Copy the data from the start through the line containing "(1049, 573)", changing every "painting" to "artwork" and keeping everything else the same. Omit the pictures.
— Begin Extracted information —
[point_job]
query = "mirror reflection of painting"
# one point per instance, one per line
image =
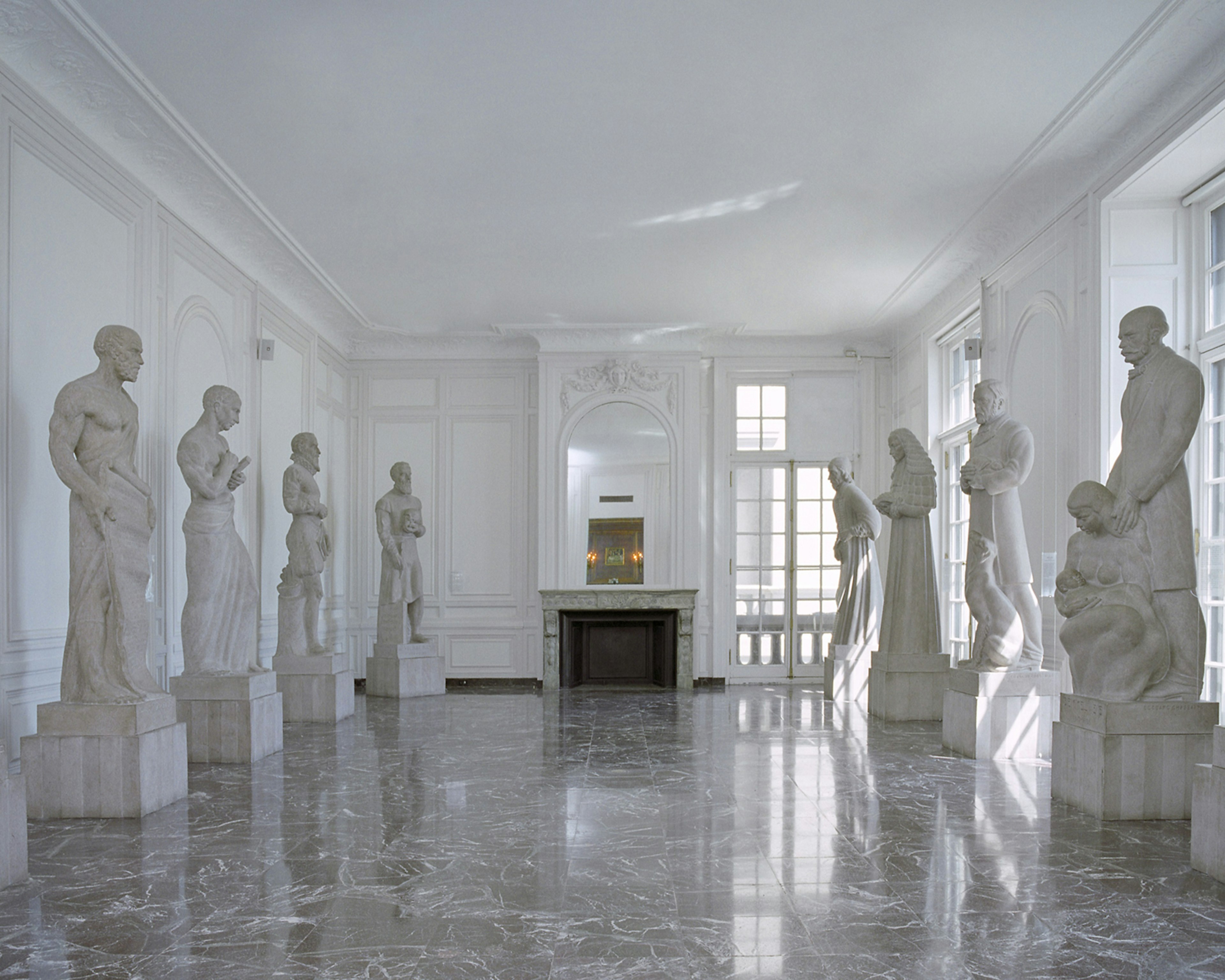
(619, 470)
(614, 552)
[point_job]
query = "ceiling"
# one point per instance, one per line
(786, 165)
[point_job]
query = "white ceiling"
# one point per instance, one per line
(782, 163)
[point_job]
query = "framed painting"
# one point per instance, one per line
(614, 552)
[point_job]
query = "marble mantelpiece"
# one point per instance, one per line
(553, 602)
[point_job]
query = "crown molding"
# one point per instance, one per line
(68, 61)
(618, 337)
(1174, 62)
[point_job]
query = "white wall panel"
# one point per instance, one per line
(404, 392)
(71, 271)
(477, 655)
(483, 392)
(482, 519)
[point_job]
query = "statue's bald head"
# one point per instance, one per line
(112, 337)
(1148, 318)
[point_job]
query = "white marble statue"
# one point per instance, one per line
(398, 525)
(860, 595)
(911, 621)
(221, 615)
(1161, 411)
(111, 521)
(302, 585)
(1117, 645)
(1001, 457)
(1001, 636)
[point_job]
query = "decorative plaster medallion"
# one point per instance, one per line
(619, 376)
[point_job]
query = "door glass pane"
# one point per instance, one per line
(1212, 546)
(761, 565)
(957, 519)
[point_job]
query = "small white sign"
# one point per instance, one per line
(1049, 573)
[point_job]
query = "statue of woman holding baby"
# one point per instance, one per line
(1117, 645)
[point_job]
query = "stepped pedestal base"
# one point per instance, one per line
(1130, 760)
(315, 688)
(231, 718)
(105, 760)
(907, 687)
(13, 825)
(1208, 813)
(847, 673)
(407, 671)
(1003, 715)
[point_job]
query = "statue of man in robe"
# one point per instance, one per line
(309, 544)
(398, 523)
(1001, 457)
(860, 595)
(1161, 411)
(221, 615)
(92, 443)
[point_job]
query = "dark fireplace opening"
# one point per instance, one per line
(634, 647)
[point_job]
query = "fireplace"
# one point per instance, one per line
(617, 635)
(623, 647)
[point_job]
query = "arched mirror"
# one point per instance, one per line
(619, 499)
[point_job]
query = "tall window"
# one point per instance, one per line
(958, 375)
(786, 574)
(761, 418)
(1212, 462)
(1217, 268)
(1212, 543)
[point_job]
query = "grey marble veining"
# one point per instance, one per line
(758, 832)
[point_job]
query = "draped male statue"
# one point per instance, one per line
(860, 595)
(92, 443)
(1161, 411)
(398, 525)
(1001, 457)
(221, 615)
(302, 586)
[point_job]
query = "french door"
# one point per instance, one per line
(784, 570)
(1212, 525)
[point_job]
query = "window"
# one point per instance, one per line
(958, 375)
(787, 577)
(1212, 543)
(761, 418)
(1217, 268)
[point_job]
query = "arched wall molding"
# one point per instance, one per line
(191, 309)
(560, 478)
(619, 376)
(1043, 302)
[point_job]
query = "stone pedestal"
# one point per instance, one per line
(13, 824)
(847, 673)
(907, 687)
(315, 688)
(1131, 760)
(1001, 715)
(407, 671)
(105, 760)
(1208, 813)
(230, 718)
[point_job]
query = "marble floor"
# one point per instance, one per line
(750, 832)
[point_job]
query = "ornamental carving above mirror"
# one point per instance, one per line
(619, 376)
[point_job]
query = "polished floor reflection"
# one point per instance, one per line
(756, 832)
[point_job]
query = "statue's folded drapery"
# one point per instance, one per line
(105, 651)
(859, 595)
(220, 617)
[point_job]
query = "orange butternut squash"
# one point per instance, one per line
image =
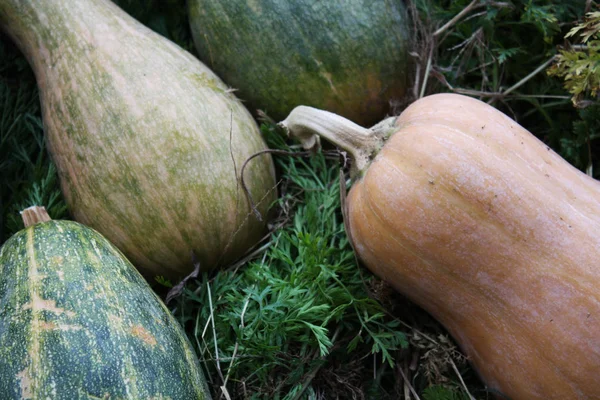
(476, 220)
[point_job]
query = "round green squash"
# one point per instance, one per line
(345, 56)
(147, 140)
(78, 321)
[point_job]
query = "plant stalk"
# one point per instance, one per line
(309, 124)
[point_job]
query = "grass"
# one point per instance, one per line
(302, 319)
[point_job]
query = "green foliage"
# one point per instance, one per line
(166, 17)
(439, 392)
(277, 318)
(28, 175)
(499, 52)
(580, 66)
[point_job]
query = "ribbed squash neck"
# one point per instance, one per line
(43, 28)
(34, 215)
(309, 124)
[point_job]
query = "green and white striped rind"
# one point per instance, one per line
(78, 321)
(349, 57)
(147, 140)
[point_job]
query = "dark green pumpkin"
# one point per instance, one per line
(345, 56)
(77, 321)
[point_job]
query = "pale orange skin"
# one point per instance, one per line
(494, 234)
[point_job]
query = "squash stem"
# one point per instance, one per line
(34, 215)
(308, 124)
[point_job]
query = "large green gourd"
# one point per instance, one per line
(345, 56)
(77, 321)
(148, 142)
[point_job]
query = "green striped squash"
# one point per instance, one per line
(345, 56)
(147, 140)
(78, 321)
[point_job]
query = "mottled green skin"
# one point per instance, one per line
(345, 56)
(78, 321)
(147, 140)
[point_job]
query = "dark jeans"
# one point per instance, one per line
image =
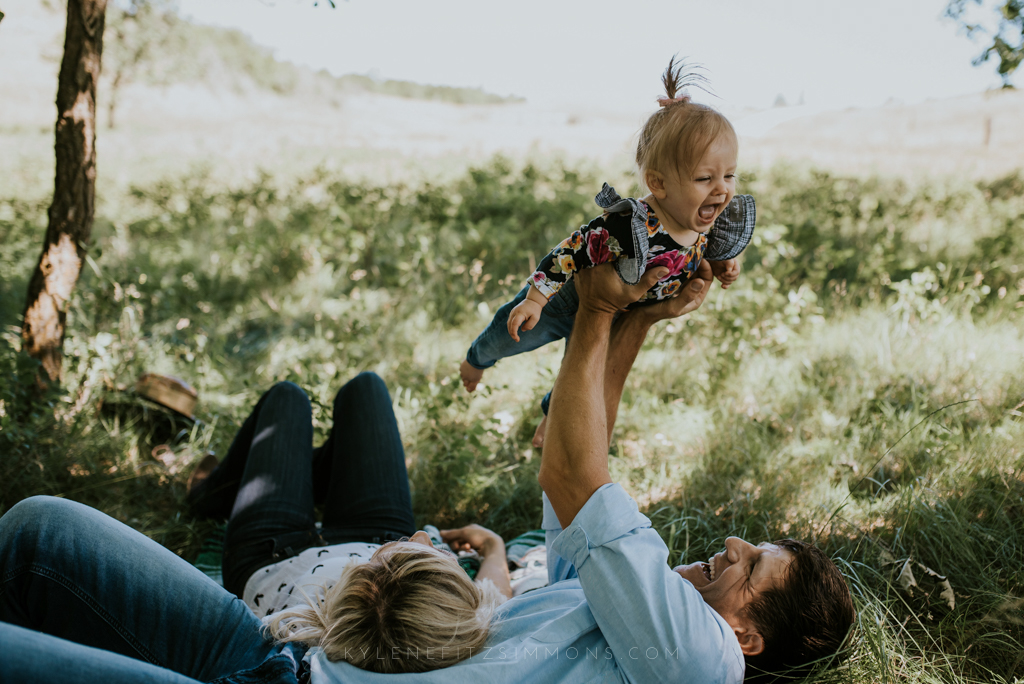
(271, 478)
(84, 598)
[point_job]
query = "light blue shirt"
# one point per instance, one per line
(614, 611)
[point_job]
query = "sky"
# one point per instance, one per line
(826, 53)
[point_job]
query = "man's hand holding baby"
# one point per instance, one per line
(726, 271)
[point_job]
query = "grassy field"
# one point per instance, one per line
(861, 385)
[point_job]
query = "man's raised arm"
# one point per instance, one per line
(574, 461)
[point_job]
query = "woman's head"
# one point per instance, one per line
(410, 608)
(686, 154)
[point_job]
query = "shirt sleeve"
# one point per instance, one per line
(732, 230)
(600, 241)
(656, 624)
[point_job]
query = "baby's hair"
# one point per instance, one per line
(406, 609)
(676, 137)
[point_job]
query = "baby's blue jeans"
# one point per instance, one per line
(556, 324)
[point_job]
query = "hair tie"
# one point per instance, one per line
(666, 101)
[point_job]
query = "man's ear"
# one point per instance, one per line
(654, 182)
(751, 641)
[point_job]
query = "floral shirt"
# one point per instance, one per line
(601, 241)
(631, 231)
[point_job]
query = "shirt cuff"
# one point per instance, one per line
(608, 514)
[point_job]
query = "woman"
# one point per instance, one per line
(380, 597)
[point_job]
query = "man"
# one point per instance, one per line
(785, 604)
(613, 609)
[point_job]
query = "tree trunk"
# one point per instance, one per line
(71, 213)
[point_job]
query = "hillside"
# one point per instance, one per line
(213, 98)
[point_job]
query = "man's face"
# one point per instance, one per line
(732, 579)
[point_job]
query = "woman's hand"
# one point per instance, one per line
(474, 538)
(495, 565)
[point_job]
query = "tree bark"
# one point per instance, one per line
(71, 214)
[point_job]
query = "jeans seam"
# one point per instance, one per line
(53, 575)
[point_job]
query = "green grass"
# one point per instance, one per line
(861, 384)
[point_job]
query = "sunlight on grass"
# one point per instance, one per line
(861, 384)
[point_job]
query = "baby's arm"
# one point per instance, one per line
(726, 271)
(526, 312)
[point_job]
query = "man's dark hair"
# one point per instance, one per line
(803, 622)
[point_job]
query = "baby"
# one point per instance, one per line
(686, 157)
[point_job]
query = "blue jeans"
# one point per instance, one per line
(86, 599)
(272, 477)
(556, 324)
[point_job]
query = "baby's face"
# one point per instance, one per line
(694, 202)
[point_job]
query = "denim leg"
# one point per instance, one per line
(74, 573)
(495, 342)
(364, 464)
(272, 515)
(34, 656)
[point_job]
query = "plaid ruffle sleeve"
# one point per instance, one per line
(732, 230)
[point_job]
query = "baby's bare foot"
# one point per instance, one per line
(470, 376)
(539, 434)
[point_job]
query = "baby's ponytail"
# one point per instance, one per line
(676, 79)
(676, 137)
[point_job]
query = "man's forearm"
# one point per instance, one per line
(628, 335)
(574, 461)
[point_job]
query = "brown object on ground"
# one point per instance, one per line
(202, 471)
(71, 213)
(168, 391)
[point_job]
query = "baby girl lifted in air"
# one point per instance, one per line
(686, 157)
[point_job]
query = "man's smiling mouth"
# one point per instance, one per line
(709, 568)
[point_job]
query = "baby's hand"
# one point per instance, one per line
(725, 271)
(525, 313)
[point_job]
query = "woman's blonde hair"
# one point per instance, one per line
— End Extracted information —
Answer to this task »
[point_job]
query = "mirror reflection of artwork"
# one point per instance, one per line
image =
(619, 470)
(614, 552)
[point_job]
query = "ceiling"
# one point per instance, one per line
(786, 165)
[point_job]
query = "white ceiling"
# one point per instance, one per line
(782, 163)
[point_job]
query = "framed artwork"
# one point per instance, one per line
(614, 552)
[point_job]
query = "marble mantelpiece"
# one point per instance, one per line
(553, 602)
[point_job]
query = "crown molding"
# one point per instance, one per line
(68, 61)
(618, 337)
(1174, 62)
[point_job]
query = "white wall panel"
# one point per instance, one per line
(404, 392)
(71, 271)
(477, 655)
(483, 392)
(482, 519)
[point_job]
query = "statue's bald head"
# one point per instance, one per line
(112, 337)
(1148, 318)
[point_job]
query = "white marble statue"
# one point per instance, one per line
(398, 525)
(860, 595)
(911, 621)
(221, 615)
(1161, 411)
(111, 521)
(302, 585)
(1117, 645)
(1001, 457)
(1001, 636)
[point_job]
query = "decorative plaster medallion"
# one point per instance, one per line
(619, 376)
[point_job]
query = "door glass pane"
# one point per instance, one per line
(1212, 546)
(761, 565)
(957, 519)
[point_job]
query = "small white sign"
# one point per instance, one per line
(1049, 573)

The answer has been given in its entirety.